[What to produce]
Pick out every line of the records below that contains the word "vanity", copying each such line in full. Case counts.

Excerpt from a dataset:

- - -

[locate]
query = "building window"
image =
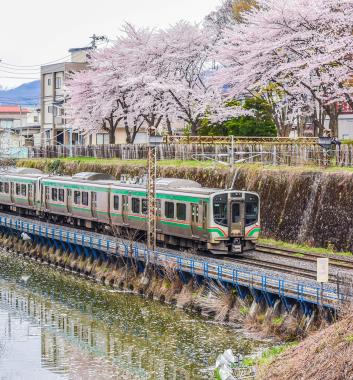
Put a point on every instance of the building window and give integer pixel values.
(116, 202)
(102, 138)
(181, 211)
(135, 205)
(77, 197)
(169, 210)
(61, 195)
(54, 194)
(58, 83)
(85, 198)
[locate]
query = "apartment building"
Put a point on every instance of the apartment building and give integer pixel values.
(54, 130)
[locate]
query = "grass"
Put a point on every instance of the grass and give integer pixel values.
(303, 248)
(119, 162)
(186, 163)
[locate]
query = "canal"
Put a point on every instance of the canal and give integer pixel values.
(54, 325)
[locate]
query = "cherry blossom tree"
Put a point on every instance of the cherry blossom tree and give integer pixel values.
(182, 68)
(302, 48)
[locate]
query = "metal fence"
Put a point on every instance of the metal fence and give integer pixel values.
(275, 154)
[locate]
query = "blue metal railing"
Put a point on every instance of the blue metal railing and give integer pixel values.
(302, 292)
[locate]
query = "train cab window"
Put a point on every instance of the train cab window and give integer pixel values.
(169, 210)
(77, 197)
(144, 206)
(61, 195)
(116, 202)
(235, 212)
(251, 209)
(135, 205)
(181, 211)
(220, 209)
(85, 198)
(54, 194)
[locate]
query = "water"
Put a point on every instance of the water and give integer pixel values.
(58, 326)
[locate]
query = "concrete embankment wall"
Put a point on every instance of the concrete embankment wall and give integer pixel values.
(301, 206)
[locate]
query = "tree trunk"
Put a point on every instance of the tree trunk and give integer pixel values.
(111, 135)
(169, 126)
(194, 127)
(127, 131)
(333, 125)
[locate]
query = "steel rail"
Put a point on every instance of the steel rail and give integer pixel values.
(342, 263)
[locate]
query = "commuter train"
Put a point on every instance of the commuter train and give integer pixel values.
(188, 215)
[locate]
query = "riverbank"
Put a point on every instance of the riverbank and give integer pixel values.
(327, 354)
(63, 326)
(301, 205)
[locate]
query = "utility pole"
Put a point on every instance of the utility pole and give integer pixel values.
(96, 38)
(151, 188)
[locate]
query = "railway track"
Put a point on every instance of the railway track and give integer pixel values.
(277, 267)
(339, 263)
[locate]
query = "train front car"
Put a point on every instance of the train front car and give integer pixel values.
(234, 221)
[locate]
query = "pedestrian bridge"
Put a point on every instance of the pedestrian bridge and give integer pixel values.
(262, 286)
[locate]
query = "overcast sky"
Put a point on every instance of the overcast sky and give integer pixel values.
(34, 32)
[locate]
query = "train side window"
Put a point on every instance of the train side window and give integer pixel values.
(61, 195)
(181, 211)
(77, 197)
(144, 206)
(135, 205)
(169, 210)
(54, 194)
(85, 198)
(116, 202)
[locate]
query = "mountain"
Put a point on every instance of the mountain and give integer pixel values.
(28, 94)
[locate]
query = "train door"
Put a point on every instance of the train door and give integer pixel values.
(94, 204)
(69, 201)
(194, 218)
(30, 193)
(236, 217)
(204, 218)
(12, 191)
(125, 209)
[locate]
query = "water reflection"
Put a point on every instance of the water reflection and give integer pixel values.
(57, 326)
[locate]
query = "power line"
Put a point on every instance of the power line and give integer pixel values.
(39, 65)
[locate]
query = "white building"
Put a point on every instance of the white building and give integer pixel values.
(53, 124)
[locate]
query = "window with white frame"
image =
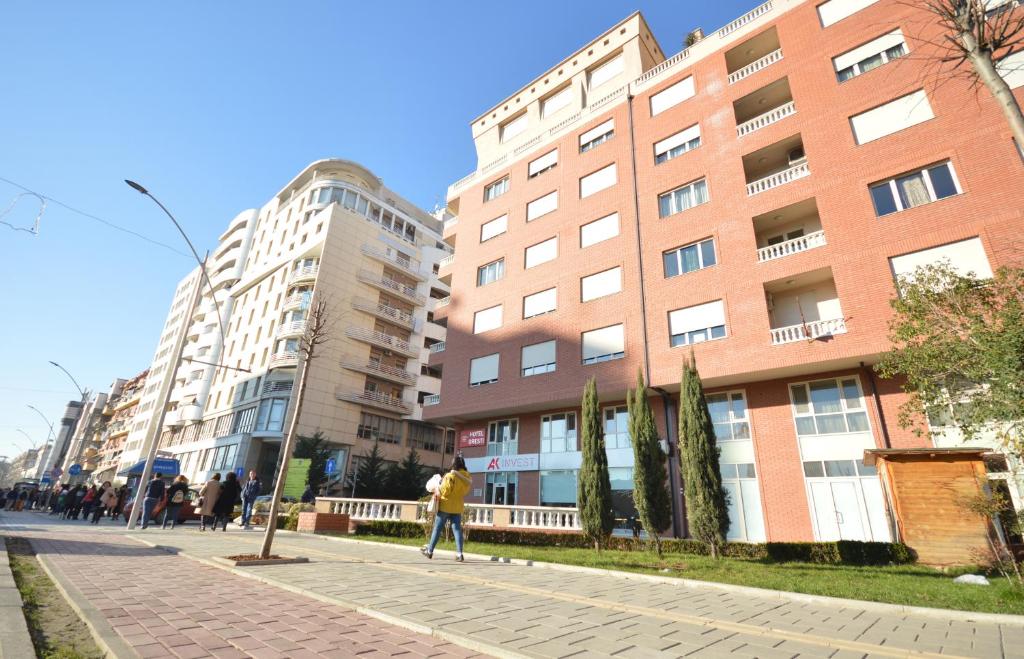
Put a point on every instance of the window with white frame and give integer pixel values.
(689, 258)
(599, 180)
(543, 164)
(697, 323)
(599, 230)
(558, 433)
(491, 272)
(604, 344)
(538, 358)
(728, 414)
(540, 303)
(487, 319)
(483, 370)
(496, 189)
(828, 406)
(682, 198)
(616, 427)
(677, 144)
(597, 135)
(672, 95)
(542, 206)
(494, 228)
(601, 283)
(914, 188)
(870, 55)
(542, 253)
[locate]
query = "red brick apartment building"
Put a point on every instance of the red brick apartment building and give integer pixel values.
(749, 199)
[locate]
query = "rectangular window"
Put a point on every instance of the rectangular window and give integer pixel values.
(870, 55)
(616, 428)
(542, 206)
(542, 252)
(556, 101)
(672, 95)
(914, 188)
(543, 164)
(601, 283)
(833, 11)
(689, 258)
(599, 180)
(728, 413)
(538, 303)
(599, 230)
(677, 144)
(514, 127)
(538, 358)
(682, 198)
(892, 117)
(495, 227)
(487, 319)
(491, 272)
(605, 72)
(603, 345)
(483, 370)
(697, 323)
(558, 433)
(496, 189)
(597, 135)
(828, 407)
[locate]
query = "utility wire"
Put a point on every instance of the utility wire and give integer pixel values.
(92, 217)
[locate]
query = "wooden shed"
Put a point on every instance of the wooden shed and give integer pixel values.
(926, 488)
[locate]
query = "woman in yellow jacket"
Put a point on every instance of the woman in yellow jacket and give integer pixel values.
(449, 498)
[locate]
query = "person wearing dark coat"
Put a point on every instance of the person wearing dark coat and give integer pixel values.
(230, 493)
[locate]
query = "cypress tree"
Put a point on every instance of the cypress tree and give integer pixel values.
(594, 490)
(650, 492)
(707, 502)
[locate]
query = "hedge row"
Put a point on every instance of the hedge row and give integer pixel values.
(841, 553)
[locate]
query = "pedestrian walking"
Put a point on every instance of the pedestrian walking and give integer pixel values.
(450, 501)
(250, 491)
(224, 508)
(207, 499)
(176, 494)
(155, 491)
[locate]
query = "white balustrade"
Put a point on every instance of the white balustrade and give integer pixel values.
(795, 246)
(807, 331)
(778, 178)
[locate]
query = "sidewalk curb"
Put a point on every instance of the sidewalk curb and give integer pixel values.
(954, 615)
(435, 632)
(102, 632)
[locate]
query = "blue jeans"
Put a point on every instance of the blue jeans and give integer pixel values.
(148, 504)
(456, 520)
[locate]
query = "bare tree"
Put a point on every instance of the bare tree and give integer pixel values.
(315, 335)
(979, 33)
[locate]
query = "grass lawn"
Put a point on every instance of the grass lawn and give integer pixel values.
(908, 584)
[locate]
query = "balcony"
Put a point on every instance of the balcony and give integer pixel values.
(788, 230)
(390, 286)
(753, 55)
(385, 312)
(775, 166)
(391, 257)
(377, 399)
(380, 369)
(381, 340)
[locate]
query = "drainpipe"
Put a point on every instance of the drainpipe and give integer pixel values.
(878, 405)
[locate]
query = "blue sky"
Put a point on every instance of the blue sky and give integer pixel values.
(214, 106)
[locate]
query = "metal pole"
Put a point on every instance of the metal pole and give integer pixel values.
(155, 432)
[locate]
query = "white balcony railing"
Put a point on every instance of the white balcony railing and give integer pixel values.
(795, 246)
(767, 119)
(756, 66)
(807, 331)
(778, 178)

- - -

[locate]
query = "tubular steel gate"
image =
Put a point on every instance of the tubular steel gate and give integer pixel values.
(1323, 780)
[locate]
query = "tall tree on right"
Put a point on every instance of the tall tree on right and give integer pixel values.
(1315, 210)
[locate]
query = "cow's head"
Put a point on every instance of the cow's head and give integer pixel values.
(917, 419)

- - -

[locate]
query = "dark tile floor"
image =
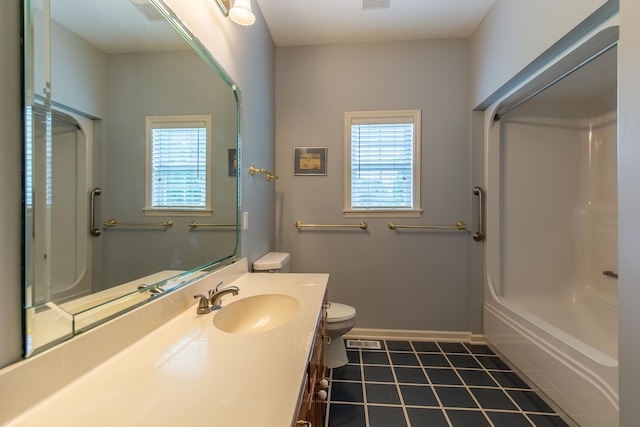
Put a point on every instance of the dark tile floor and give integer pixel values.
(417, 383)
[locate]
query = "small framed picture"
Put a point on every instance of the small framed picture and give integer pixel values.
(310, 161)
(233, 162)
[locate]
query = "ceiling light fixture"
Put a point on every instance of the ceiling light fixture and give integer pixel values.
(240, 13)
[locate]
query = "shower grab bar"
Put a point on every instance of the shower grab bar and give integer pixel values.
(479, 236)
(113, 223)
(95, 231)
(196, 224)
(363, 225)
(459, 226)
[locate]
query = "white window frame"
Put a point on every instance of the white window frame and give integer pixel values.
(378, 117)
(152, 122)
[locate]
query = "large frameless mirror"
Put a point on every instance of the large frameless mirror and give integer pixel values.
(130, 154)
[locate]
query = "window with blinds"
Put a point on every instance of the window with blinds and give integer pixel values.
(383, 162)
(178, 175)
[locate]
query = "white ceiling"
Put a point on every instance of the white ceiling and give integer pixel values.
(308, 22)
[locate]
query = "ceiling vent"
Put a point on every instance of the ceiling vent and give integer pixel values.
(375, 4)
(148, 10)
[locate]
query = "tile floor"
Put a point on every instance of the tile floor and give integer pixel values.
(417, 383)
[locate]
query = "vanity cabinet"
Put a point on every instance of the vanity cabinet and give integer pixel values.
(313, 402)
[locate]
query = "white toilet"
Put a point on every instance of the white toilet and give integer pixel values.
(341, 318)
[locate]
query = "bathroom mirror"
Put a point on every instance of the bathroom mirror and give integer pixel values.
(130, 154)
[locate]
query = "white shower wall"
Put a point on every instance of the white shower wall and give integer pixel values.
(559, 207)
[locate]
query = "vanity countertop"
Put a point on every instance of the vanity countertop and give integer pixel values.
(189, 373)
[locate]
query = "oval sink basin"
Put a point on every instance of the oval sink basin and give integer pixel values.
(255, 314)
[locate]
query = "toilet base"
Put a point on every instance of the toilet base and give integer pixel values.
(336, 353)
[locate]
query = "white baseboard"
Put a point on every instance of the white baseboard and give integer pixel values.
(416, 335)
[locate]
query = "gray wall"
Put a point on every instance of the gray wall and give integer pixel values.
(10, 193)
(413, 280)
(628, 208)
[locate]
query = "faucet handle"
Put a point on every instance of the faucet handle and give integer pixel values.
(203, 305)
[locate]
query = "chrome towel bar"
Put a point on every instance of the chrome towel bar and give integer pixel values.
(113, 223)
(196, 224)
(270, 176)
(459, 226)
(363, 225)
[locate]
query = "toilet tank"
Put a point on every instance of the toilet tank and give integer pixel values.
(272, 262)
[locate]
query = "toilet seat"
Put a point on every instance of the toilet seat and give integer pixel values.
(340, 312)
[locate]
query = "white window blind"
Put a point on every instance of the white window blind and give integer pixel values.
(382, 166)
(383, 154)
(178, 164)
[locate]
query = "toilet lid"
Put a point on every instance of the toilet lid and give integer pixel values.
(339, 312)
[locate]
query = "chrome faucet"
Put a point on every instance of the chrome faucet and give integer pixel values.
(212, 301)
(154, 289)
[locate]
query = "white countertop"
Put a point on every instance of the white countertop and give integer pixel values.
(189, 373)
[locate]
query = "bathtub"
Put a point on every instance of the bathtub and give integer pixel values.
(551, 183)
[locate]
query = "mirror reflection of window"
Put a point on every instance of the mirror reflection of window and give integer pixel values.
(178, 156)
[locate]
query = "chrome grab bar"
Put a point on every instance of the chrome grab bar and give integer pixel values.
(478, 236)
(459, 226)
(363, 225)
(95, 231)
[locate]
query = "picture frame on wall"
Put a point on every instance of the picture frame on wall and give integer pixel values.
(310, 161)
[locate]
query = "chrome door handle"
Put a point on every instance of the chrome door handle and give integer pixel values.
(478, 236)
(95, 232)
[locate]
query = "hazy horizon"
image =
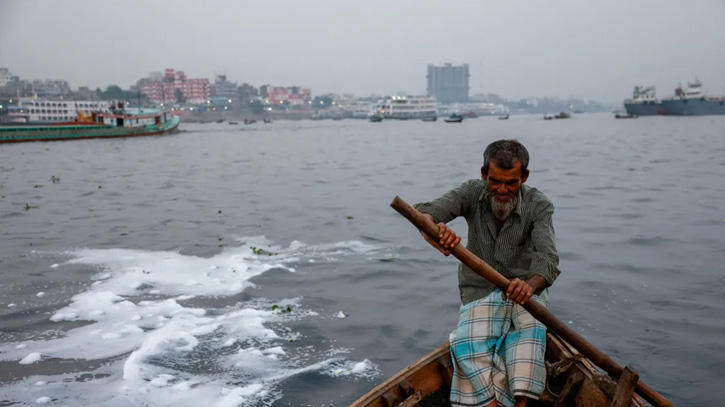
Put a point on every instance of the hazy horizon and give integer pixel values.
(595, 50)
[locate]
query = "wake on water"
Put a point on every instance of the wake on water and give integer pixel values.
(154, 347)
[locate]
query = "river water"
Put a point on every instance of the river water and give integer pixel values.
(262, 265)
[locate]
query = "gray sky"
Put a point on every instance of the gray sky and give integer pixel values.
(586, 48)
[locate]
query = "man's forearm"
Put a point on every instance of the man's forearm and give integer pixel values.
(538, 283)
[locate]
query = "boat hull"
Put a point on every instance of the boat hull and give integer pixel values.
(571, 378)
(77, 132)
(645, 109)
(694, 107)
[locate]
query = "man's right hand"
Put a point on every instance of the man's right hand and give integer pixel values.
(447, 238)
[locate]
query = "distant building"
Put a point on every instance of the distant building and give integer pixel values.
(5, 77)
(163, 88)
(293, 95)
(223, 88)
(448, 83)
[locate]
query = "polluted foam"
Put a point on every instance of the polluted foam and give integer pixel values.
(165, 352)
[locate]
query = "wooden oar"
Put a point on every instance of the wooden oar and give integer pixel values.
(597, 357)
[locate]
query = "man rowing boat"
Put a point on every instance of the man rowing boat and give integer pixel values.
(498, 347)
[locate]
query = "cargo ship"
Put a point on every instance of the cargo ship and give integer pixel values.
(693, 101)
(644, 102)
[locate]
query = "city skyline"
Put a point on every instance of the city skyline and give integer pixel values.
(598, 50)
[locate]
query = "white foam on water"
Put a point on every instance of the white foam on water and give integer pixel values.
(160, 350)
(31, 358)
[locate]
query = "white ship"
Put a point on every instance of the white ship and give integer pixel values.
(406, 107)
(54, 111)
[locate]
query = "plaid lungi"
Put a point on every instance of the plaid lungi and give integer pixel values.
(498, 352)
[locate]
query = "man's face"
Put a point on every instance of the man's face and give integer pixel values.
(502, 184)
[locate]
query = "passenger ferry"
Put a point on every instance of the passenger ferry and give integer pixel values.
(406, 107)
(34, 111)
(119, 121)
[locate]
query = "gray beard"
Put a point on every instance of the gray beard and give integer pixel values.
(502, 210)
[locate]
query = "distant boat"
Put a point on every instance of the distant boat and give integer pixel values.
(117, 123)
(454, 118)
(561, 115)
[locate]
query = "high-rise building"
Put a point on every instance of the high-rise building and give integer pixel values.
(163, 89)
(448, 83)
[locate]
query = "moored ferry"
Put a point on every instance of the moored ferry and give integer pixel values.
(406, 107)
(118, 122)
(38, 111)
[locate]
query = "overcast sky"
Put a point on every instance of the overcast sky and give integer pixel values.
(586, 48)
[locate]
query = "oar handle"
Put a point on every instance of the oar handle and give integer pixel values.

- - -

[Response]
query = "vanity cabinet"
Put a point on every instance of the vanity cabinet and give integer pixel values.
query = "vanity countertop"
Put a point on every instance of the vanity countertop and give integer pixel values.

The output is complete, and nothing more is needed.